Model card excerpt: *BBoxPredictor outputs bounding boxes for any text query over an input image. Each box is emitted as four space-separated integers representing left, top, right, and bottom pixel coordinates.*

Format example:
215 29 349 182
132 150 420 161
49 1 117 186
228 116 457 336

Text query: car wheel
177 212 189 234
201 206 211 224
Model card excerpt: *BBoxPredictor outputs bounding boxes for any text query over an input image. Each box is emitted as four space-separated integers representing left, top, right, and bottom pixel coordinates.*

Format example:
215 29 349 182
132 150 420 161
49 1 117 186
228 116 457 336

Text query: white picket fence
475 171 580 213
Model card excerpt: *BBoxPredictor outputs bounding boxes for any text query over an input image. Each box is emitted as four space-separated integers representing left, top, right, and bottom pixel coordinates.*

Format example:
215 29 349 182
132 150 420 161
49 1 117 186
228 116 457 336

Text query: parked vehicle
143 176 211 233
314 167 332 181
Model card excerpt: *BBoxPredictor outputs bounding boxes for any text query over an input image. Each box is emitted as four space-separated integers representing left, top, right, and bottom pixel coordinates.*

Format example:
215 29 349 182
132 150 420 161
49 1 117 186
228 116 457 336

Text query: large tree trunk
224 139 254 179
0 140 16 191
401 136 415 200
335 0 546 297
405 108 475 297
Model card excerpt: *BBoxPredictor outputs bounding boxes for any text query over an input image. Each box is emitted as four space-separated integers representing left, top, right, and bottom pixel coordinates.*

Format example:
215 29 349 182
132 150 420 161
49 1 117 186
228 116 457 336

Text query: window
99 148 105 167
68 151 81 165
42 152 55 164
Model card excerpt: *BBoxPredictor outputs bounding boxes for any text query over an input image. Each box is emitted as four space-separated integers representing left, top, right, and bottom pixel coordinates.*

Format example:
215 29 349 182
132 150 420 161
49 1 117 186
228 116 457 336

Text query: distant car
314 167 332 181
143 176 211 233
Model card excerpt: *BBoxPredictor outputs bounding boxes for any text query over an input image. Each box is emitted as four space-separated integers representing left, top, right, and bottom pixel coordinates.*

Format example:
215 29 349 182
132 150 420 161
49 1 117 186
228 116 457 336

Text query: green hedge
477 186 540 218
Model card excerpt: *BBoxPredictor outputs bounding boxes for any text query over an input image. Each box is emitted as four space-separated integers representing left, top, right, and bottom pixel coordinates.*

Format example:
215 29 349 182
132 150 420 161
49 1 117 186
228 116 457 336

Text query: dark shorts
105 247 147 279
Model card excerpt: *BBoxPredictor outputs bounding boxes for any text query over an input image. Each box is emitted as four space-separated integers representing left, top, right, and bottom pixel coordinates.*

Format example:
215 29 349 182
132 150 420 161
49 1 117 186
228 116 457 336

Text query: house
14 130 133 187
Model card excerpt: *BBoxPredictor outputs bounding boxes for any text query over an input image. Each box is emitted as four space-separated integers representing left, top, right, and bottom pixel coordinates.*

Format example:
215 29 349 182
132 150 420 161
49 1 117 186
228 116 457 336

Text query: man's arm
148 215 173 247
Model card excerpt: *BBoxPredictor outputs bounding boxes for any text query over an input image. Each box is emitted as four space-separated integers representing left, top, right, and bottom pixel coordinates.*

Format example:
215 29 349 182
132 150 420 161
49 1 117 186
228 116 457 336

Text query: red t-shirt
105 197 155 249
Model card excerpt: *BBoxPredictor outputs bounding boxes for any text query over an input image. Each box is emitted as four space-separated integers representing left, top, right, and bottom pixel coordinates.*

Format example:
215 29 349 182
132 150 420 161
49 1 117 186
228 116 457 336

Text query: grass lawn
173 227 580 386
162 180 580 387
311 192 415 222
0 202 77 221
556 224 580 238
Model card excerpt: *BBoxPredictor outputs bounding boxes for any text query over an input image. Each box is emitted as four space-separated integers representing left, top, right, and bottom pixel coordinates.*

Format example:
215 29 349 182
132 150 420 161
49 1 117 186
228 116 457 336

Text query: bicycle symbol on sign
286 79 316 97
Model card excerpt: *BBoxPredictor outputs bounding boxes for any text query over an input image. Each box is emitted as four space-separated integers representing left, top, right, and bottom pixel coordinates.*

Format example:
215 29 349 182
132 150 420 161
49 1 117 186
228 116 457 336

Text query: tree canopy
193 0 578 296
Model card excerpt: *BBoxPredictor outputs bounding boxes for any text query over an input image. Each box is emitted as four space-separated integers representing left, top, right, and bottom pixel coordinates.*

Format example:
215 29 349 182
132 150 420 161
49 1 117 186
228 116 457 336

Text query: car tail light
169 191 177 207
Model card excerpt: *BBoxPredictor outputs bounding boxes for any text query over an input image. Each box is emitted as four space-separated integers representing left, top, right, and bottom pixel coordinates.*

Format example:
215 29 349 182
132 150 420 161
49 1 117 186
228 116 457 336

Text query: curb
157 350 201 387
■ ■ ■
**What is expected**
Format every line of the data above as a JSON list of strings, one string per line, leaving out blank lines.

**Result below**
[
  "Model card excerpt: *BBoxPredictor outputs bounding boxes for any text query over an input image. Each box is emitted as four space-separated integers representing left, top, right, and bottom pixel coordinates.*",
  "Format example:",
  "215 29 349 182",
  "132 150 420 161",
  "49 1 117 186",
  "228 116 457 336",
  "Text query: car wheel",
  "177 212 189 234",
  "201 206 211 224",
  "Model card excerpt: *BBoxPredictor outputs bounding boxes for any text query over an input image. Each box is emitted as four space-separated integers representing left, top, right, and bottom pixel coordinates.*",
  "Format example:",
  "215 29 349 182",
  "132 150 420 161",
  "49 1 117 186",
  "228 116 457 336",
  "Text query: white picket fence",
  "475 171 580 213",
  "Model card excerpt: *BBoxPredictor outputs bounding boxes for any text query over an input image. Each box is emitted as four space-separated integers representing left, top, right, and bottom pixel coordinates.*",
  "Format example:",
  "215 29 349 182",
  "132 150 420 161",
  "49 1 117 186",
  "228 116 457 336",
  "Text query: parked vehicle",
  "143 176 211 233",
  "314 167 332 181",
  "Model card excerpt: *BBoxPredictor outputs bounding boxes for any text query over an input image. Each box is emitted as four space-separated integers representing left, top, right, and bottom pixel coordinates.*",
  "Format example:",
  "215 29 349 182",
  "132 150 420 161",
  "49 1 117 186",
  "228 116 457 336",
  "Text query: large tree trunk",
  "224 139 254 179",
  "0 140 16 191",
  "401 136 415 200",
  "335 0 546 297",
  "405 108 475 297",
  "Model card excerpt: *BBoxPredictor outputs bounding boxes for any text query over an input image. Each box is emitted as four space-separated integers representing left, top, right, and bottom pixel coordinates.*",
  "Format example:",
  "215 29 349 182",
  "132 150 420 161",
  "49 1 117 186",
  "228 116 457 336",
  "Text query: window",
  "99 148 105 167",
  "68 151 81 165",
  "42 152 55 164",
  "Model card excerpt: *BBoxPredictor outputs bounding boxes for any text query over an input image. Each box is emitted as four space-separated integers representing left, top, right, and bottom pixel coordinates.*",
  "Format example:",
  "215 29 349 182",
  "132 150 420 161",
  "49 1 117 186",
  "228 116 457 336",
  "Text query: distant car",
  "314 167 332 181",
  "143 176 211 233",
  "Model card excerpt: *BBoxPredictor outputs bounding boxes for any text query over an input image. Each box is emitted as four space-separated integers representing left, top, right, and bottom pixel coordinates.*",
  "Format example:",
  "215 29 349 182",
  "132 150 420 161",
  "49 1 117 186",
  "228 116 457 336",
  "Text query: green hedge",
  "477 186 540 218",
  "Model card excerpt: *BBoxPredictor outputs bounding boxes for any text query over an input image. Each box is emitted as four space-separated integers representing left, top, right, and bottom pixel coordinates.*",
  "Format example:",
  "215 29 349 182",
  "132 150 420 161",
  "49 1 117 186",
  "228 116 457 336",
  "Text query: dark shorts",
  "105 247 147 279",
  "Model card excerpt: *BBoxPredictor outputs bounding boxes for any text query over an input image. Each box is emitted as four space-separated integers representing left, top, right, and bottom pixel coordinates.*",
  "Format example:",
  "215 29 349 182",
  "132 150 420 161",
  "49 1 117 186",
  "228 116 457 336",
  "Text query: house",
  "14 130 133 187",
  "Model card excerpt: *BBoxPredictor outputs bounding boxes for any text query over an input image. Each box is emitted as four space-separated integers representing left, top, right, and bottom pixel coordinates.*",
  "Format example:",
  "215 29 349 182",
  "132 150 420 161",
  "49 1 117 186",
  "228 116 457 336",
  "Text query: man's arm",
  "148 215 173 247",
  "Model card excerpt: *BBoxPredictor outputs bounding boxes for any text query over an input image. Each box is emitted as four space-separated integers representing left, top, right, and bottom pixel coordinates.*",
  "Format example:",
  "215 29 349 182",
  "132 150 420 161",
  "49 1 117 186",
  "228 116 457 336",
  "Text query: red t-shirt",
  "105 197 155 249",
  "Model card excerpt: *BBoxPredictor outputs bounding boxes for any text query over an input image. Each box is emitted as four space-separated integers representing left, top, right, and bottom pixel coordinates.*",
  "Format example:",
  "215 29 349 182",
  "132 150 420 161",
  "49 1 117 186",
  "228 116 457 336",
  "Text query: grass lawn",
  "173 227 580 386",
  "162 180 580 387",
  "311 192 415 222",
  "0 202 77 221",
  "556 224 580 238",
  "Model card excerpt: *BBoxPredictor outputs bounding boxes for any text query over an input image. Each box is emitted as four space-separated integers representing left, top, right, and bottom pixel coordinates.*",
  "Format example:",
  "215 29 349 182",
  "132 150 420 161",
  "49 1 117 186",
  "228 116 457 336",
  "Text query: bicycle symbol on sign",
  "286 79 316 97",
  "Model card excerpt: *BBoxPredictor outputs bounding boxes for any text query over an input image. Each box is emitted as four space-separated integers representing left, top, right, and bottom pixel coordinates.*",
  "Format example:",
  "215 29 349 182",
  "132 150 420 161",
  "49 1 117 186",
  "228 116 457 336",
  "Text query: tree canopy",
  "193 0 578 296",
  "Model card excerpt: *BBoxPredictor outputs bounding boxes for any text query over an input image. Each box is emitted as four space-separated integers representing left, top, right, and bottom pixel coordinates.*",
  "Format example:",
  "215 29 349 182",
  "132 150 420 161",
  "49 1 117 186",
  "228 116 457 336",
  "Text query: car tail light",
  "169 191 177 207",
  "Model card excerpt: *BBoxPredictor outputs bounding boxes for any text query over an input image. Each box is emitted as four space-separated integers representing left, top, right, and bottom pixel coordinates.*",
  "Format example:",
  "215 29 349 182",
  "132 150 420 161",
  "49 1 117 186",
  "228 116 457 336",
  "Text query: curb",
  "157 350 201 387"
]